====== STORED DATA
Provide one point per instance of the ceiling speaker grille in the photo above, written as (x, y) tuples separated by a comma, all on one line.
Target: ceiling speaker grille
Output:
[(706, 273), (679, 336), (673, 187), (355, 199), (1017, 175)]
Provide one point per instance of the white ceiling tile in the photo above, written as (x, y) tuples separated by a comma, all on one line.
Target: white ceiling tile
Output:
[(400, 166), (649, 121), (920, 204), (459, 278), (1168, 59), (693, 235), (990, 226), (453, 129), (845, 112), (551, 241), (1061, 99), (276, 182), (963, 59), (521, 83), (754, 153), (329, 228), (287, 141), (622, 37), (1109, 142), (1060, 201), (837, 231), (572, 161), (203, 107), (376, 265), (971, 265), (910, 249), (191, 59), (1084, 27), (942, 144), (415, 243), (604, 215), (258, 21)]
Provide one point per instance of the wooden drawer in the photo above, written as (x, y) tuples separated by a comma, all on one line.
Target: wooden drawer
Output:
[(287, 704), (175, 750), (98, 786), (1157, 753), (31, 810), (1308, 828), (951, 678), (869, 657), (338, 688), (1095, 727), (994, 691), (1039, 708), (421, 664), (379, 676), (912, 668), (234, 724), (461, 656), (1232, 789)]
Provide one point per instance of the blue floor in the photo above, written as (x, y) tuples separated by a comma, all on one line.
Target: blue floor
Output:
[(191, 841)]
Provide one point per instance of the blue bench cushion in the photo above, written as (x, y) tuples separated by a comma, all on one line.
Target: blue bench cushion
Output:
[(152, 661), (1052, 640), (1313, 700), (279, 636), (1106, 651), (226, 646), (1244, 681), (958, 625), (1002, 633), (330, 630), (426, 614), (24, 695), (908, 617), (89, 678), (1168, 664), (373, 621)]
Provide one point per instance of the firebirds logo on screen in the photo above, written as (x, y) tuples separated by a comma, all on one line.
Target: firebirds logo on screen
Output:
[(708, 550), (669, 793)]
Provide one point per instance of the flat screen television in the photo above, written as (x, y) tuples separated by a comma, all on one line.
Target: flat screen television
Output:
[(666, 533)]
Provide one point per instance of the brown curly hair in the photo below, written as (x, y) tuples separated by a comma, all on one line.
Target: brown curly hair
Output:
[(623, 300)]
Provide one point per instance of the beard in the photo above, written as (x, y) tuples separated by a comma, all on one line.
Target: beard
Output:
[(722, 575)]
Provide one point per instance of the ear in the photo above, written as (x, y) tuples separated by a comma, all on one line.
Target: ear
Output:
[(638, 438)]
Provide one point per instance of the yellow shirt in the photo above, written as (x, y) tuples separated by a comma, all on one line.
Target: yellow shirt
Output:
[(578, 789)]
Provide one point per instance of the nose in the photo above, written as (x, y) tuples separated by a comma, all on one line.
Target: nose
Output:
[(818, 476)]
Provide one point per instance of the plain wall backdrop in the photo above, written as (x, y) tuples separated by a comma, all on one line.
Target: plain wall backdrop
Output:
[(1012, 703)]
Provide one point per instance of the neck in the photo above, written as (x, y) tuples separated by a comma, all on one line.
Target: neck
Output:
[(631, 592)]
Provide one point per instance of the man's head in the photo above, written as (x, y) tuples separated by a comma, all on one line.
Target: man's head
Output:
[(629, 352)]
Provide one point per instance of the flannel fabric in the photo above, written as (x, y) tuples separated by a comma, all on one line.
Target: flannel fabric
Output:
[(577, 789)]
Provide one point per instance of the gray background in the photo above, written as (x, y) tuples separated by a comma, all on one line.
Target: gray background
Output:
============
Can you reproduce all of the material above verbatim, line for line, without changing anything?

Provide one point per instance of the ceiling speaker grille in the photo above, written as (x, y) tuples separated by a comma, all on one line.
Target: ceiling speaker grille
Output:
[(706, 273), (679, 336), (673, 187), (355, 199), (1017, 175)]
Provide one point per instance of the white ceiling tile in the photo above, written as (x, y) tuples separated by a comma, all on one line.
Target: white ceiling tile
Output:
[(400, 166), (649, 121), (920, 204), (459, 278), (1168, 59), (693, 235), (990, 226), (453, 129), (845, 112), (551, 241), (1061, 99), (276, 182), (963, 59), (521, 83), (754, 153), (329, 228), (287, 141), (622, 37), (1109, 142), (1060, 201), (837, 231), (572, 161), (203, 107), (376, 265), (971, 265), (910, 249), (191, 59), (1084, 27), (942, 144), (415, 243), (604, 215), (258, 21)]
Provide one point per instance of the wooden drawer in the photo above, written as (x, y) tuples separated by a comma, all on one line.
Target: wooden drawer
Output:
[(287, 704), (175, 750), (98, 786), (1157, 753), (31, 810), (1308, 828), (951, 678), (869, 657), (338, 688), (1095, 727), (994, 691), (1039, 708), (421, 664), (379, 676), (912, 668), (234, 724), (461, 656), (1232, 789)]
Provide one point per instance of the blue floor in the photo above, written as (x, y) tuples separated by a comma, all on one line.
Target: blue floor
Output:
[(191, 841)]
Provide one point per instance of the blue bench cushion in the photo above, written as (x, y) tuples separated by a comma, all on one line.
Target: blue bench cushion
Output:
[(152, 661), (1052, 640), (1313, 700), (279, 636), (1106, 651), (226, 646), (1244, 681), (958, 625), (1002, 633), (330, 630), (426, 614), (24, 695), (908, 617), (89, 678), (1168, 664), (373, 621)]
Provide one point per instance of the firebirds logo on screen in the photo above, written as (x, y) tuples separated by a comma, all on one line.
Target: firebirds logo on screen
Output:
[(708, 550), (669, 793)]
Provide one point per instance of the flat screen television in the photo above, written as (x, y) tuples separated by a comma, all on one line.
Target: flat screen television
Output:
[(666, 533)]
Provide one point per instance of the brown curly hair in the photo below, written as (x, y) tuples separated by a comma, all on one line.
Target: brown curly hair
Output:
[(623, 300)]
Provide one point per instance of the beard in the photo above, written as (x, y) tuples separated by a comma, all on one line.
Target: beard
Output:
[(722, 575)]
Provide one point per instance of the ear in the photo above, written as (x, y) tuples separated by a comma, all on one line.
Target: ear
Output:
[(638, 438)]
Provide one point per instance of the yellow shirt in the photo above, written as (x, y) tuples separated by a comma, all on one line.
Target: yellow shirt
Output:
[(578, 789)]
Provide one point per instance of the nose in the photo above, written as (x, y) tuples separated by a comma, all on one line.
Target: nose
Output:
[(818, 476)]
Provide one point per instance of the plain wall backdrop in the photo above, written as (x, y) tuples separated by a comma, all on one line.
Target: plain wall backdrop
Output:
[(1012, 703)]
Provide one point per instance of the neck in the photo above, written as (x, y) tuples separated by a comma, all on one line.
Target: neck
Output:
[(631, 592)]
Provide one point per instance of the man's head in the photo above, written as (x, y) tuples separated by a comma, all on one line.
Target: man's head
Output:
[(629, 352)]
Provide one point per instance of the flannel fabric in the photo above, written as (x, y) tuples separated by a comma, all on one line.
Target: flannel fabric
Output:
[(577, 789)]
Provide one point per instance of the gray background in the photo above, written as (x, y) tuples separated by a comma, all on one line.
Target: gray background
Output:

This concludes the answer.